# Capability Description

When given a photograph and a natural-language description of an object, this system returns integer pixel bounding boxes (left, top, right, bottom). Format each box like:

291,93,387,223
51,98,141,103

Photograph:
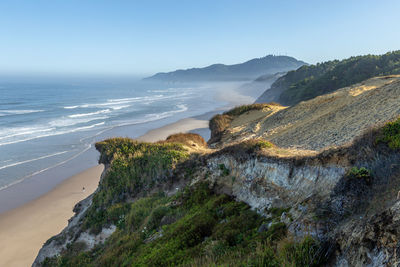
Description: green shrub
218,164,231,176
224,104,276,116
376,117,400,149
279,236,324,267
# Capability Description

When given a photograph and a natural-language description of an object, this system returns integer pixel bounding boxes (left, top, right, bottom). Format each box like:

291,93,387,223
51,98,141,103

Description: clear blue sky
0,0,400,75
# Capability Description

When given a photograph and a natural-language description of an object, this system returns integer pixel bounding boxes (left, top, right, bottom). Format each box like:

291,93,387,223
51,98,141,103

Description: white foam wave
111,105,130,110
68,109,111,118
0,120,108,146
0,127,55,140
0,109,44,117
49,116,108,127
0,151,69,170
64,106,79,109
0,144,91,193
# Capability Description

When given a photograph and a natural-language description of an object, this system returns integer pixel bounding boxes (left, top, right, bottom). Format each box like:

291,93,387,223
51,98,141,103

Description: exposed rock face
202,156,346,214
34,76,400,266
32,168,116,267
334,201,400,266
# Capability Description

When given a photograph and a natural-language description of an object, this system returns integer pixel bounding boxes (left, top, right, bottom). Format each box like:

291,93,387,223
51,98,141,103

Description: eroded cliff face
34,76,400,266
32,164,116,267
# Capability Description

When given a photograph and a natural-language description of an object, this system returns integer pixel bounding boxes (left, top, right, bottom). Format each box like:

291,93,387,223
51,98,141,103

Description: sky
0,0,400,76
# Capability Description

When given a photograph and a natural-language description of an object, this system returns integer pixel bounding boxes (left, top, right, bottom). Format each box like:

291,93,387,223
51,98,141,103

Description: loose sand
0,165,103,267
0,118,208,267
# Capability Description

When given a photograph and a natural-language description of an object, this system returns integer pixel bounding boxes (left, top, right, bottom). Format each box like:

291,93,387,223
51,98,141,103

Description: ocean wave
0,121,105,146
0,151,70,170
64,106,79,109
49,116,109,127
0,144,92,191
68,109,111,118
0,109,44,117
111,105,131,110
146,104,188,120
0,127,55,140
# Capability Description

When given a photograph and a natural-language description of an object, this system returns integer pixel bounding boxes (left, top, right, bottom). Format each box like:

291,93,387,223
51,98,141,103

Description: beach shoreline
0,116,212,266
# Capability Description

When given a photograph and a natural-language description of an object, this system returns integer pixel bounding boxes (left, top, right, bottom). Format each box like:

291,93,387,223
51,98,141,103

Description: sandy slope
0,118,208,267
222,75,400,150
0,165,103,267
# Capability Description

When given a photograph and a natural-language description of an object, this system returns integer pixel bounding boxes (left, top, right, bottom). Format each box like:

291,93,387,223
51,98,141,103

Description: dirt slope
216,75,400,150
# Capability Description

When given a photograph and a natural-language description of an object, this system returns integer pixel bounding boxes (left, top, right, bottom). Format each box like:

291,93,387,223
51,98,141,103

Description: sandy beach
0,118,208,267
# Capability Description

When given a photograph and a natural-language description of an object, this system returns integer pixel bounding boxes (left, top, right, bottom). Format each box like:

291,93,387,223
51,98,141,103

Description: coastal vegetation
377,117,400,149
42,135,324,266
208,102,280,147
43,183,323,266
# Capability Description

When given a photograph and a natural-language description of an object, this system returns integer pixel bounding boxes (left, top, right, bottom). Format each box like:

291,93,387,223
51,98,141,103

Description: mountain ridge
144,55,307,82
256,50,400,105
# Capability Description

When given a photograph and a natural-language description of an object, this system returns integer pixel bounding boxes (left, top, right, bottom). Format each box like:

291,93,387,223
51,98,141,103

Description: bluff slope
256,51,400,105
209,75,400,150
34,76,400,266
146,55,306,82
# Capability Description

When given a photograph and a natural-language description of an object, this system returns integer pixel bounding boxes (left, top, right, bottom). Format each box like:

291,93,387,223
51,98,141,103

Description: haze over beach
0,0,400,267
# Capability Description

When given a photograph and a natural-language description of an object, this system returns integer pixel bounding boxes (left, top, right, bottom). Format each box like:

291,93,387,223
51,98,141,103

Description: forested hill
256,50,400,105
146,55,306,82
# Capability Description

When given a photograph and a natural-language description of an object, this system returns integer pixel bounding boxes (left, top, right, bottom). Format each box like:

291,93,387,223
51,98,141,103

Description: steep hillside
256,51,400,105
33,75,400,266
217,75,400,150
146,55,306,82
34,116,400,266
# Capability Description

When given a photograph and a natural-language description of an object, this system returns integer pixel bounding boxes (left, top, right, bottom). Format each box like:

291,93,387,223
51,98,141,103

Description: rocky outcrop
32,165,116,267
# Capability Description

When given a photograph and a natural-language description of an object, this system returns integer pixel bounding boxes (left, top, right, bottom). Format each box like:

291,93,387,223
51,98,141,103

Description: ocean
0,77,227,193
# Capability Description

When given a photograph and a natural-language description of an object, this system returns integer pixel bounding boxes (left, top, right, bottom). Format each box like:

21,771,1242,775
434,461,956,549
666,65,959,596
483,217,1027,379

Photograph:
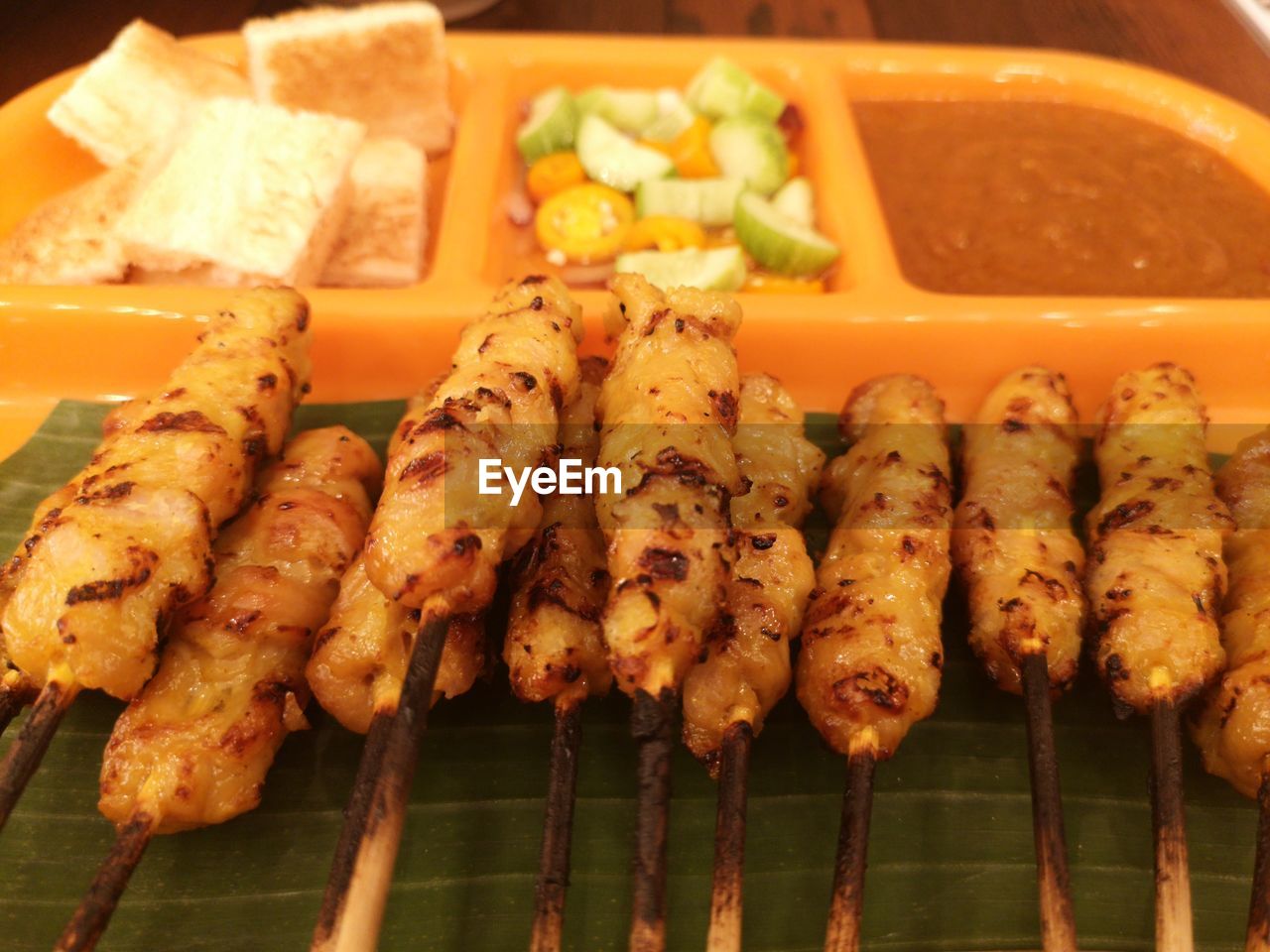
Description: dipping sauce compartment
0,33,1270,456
________________________________________
THE EXERCISE ::
Give only the number of lines in the data above that contain the string "beach", counting only matches in the same case.

THE RESULT ::
3